● DOCUMENT PASSAGE
#####

Hole in the Clouds


Refugee Railroad

Feb 10, 2017

The post in the foreground marks the border between the Canadian province of Manitoba and the state of North Dakota; the farm fields in the background are in North Dakota. Last weekend, 22 refugees, mostly from Somalia, walked for miles through these fields in below-zero cold and waist-deep snow, attempting to escape the United States and find freedom in Canada.

In 2016, more than 400 refugees crossed the border here, in hopes of being granted asylum in Canada. Thousands more attempted the crossing elsewhere along the northern edge of the United States.

A common story behind this journey involves fleeing a war zone or other hellish homescape and eventually making it into the U.S., usually by way of Mexico. The refugees plead for asylum and are taken into custody; they are imprisoned for a year or more, during which time contact with their families back home is extremely limited. In fact, communication with the outside world is so limited that they find it impossible to properly prepare their asylum paperwork.

Eventually, they may be released under restrictive orders, pending an asylum decision. Their petitions are judged inadequate, their claims rejected, and they are ordered to report for deportation back to Somalia, Eritrea, Djibouti, or whatever land they had fled.

#####

● DATA EXTRACT
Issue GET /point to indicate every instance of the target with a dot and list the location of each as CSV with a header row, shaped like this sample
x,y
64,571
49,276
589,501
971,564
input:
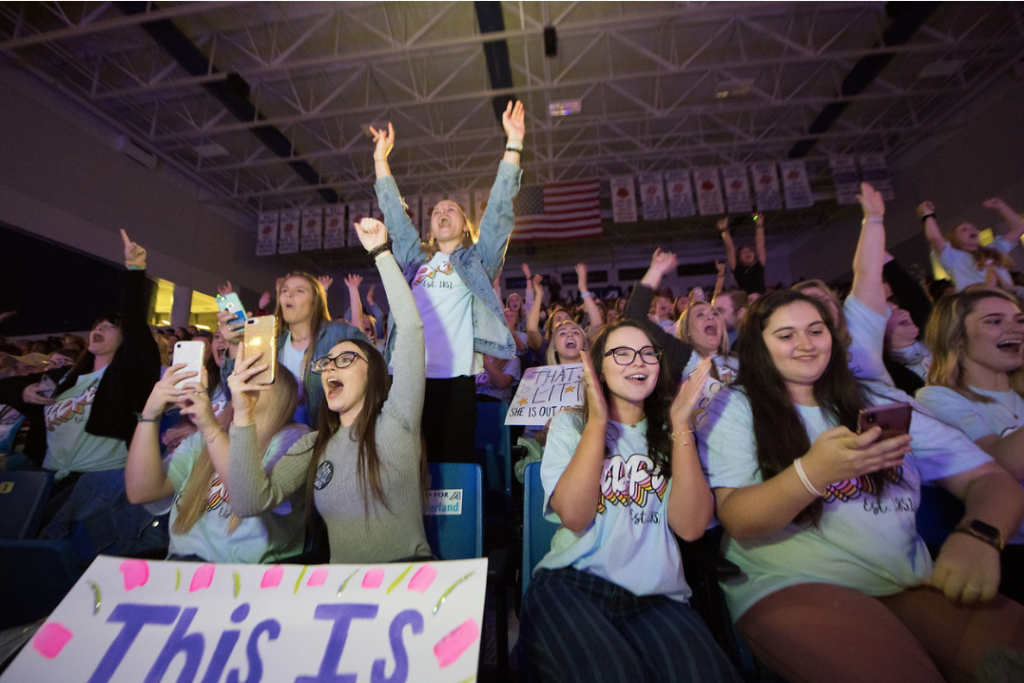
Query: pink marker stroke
x,y
136,573
422,580
451,647
373,579
272,577
316,578
50,639
203,578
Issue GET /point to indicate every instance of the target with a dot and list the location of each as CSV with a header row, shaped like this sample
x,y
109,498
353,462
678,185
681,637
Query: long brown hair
x,y
318,316
778,429
945,335
368,464
280,407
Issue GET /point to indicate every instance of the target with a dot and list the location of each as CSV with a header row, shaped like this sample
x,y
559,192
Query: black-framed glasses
x,y
625,355
342,360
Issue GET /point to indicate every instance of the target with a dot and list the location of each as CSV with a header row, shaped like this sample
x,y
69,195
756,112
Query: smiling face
x,y
345,388
900,330
705,328
446,221
634,382
104,339
296,300
799,343
994,336
568,340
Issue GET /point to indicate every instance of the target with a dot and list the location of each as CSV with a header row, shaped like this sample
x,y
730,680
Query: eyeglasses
x,y
340,361
624,355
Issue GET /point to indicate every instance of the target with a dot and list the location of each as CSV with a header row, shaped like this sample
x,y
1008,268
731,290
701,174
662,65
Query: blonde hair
x,y
552,353
945,335
279,407
683,332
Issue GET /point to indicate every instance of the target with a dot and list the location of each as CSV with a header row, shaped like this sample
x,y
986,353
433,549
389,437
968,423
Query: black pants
x,y
450,420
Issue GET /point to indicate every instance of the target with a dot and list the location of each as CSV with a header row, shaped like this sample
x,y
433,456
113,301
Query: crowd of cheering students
x,y
731,413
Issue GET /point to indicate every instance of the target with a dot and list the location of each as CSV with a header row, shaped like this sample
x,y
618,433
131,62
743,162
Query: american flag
x,y
559,211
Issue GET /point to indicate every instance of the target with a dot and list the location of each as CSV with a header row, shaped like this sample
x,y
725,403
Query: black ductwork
x,y
232,92
907,18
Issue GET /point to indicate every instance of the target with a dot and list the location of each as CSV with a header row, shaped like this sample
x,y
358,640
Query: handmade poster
x,y
148,621
266,237
737,188
680,194
624,199
429,201
652,197
766,186
546,391
312,228
846,178
289,243
334,226
709,191
796,185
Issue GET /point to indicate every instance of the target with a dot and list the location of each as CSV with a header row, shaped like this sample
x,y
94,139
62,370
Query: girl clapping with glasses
x,y
363,466
609,601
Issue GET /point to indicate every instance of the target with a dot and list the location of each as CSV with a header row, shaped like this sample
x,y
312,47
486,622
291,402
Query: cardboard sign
x,y
546,391
145,621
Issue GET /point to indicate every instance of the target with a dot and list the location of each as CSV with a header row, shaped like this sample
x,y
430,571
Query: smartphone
x,y
192,354
231,303
261,335
893,418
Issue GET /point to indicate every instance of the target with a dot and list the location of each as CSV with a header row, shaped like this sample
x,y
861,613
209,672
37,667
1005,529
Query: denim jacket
x,y
478,265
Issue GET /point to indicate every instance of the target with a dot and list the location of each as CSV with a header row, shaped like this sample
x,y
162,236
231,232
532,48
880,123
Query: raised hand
x,y
134,255
383,141
871,202
372,232
514,121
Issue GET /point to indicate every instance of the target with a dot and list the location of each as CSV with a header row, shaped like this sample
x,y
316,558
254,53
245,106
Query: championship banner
x,y
766,189
266,233
709,191
334,226
680,194
652,197
429,202
737,188
290,221
796,185
846,178
875,170
312,228
130,621
546,391
624,200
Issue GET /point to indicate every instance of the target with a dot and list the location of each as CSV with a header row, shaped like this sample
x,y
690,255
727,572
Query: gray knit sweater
x,y
355,537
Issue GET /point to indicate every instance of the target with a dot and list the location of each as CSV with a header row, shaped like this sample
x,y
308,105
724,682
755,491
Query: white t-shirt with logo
x,y
630,542
69,446
445,305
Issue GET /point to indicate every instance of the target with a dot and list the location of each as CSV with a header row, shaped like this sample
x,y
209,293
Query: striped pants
x,y
578,627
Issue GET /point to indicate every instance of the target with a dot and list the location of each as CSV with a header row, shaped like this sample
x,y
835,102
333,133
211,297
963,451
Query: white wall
x,y
61,179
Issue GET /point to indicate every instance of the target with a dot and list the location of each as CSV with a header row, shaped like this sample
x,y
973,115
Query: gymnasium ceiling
x,y
265,104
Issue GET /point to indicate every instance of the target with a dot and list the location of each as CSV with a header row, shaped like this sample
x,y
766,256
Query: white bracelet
x,y
799,466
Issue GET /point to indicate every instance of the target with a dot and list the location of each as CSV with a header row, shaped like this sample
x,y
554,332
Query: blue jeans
x,y
578,627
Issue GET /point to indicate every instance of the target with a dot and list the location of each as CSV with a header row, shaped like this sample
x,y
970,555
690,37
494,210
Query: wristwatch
x,y
982,531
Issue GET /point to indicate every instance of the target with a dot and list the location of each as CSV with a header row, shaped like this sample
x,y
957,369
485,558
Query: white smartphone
x,y
192,354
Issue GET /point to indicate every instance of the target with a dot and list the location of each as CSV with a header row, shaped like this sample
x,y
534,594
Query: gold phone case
x,y
261,335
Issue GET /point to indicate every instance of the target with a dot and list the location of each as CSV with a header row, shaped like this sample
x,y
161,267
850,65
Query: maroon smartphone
x,y
893,418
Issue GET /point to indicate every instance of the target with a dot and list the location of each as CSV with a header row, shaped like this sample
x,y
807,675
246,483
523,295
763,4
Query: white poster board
x,y
137,620
546,391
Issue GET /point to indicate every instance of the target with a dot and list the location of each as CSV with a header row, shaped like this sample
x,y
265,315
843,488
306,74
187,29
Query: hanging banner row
x,y
711,190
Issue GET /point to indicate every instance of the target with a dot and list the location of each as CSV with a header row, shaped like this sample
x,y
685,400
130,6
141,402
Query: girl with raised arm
x,y
451,276
363,467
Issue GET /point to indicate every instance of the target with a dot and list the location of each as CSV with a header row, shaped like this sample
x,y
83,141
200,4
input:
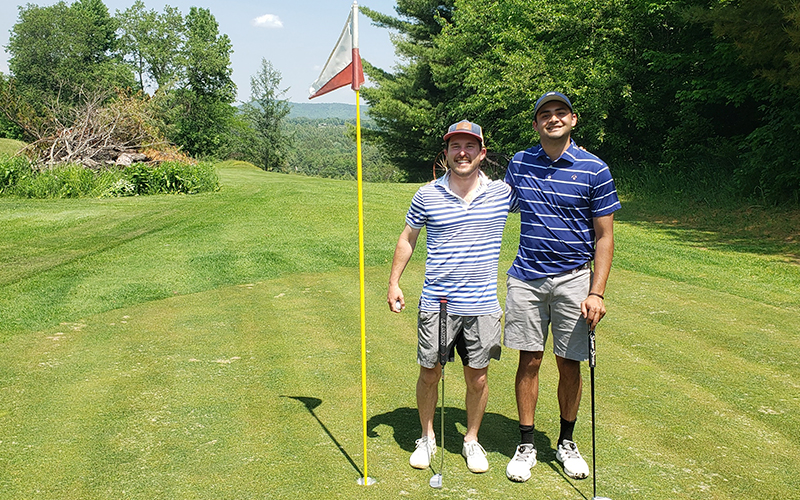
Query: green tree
x,y
152,42
407,105
201,108
60,51
268,144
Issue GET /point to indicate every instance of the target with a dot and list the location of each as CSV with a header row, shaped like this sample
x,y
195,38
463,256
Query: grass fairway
x,y
207,347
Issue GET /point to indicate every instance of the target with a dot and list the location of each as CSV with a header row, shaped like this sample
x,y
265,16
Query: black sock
x,y
566,430
526,433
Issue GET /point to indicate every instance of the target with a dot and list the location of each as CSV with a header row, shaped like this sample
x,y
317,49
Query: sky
x,y
296,36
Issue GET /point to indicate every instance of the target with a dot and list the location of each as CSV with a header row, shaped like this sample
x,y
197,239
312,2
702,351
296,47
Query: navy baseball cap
x,y
550,97
465,127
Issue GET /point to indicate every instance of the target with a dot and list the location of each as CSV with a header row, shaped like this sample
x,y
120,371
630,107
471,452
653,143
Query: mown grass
x,y
208,347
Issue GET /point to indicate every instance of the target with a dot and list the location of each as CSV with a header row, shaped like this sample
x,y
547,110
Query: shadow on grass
x,y
311,404
746,228
498,434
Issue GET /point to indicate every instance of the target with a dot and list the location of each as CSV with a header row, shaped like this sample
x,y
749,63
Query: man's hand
x,y
395,299
593,309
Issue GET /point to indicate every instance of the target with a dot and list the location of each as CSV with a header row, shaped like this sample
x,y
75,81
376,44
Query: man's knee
x,y
476,379
429,376
530,361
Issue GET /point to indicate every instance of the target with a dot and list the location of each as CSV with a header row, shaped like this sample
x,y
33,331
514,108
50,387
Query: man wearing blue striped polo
x,y
464,213
567,201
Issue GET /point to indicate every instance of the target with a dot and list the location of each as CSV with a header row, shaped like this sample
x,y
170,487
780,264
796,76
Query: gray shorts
x,y
477,338
555,302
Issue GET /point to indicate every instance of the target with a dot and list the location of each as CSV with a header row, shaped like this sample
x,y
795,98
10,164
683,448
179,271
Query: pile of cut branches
x,y
105,131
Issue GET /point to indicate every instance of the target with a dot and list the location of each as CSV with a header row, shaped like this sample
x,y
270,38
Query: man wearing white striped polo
x,y
567,201
464,213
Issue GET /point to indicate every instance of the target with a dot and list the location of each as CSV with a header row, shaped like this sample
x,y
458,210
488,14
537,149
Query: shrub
x,y
18,178
13,170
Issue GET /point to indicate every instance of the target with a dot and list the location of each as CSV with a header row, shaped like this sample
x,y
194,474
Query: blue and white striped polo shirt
x,y
463,243
557,202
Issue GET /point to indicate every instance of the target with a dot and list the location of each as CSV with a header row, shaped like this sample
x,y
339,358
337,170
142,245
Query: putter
x,y
592,362
436,480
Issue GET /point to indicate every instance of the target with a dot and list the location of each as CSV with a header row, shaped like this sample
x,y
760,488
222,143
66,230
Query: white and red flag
x,y
344,63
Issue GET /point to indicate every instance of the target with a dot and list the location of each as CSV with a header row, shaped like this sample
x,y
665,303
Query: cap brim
x,y
465,132
550,99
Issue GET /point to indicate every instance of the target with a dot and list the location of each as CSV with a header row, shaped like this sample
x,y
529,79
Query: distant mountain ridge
x,y
325,110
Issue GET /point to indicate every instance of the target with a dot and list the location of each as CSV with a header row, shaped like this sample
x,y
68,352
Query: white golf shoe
x,y
574,464
476,457
426,448
519,468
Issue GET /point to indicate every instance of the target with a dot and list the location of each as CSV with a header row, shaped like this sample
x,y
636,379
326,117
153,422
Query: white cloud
x,y
268,21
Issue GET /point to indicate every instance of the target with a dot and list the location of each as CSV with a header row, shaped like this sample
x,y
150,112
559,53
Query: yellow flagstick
x,y
366,480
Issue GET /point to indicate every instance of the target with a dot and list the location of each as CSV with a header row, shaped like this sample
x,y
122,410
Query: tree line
x,y
167,72
699,97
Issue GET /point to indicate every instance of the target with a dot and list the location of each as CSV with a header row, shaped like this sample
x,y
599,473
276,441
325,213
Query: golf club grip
x,y
442,332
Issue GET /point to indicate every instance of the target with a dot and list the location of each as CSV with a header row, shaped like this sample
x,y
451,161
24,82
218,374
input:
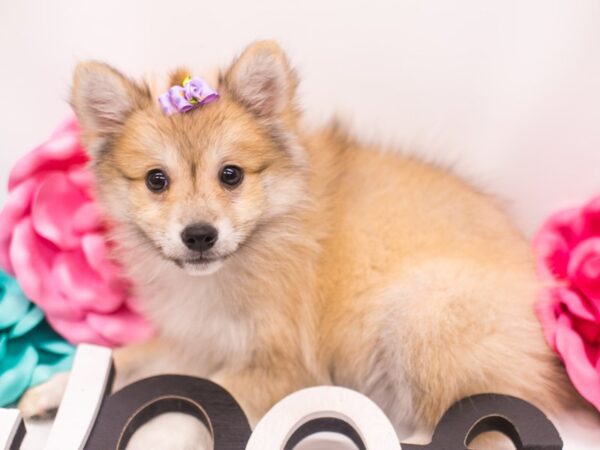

#####

● TRY IT
Reproduce word for word the passage of the refugee crossing post between "Refugee Railroad" and "freedom in Canada.", inclusive.

● ANSWER AREA
Refugee Railroad

Feb 10, 2017

The post in the foreground marks the border between the Canadian province of Manitoba and the state of North Dakota; the farm fields in the background are in North Dakota. Last weekend, 22 refugees, mostly from Somalia, walked for miles through these fields in below-zero cold and waist-deep snow, attempting to escape the United States and find freedom in Canada.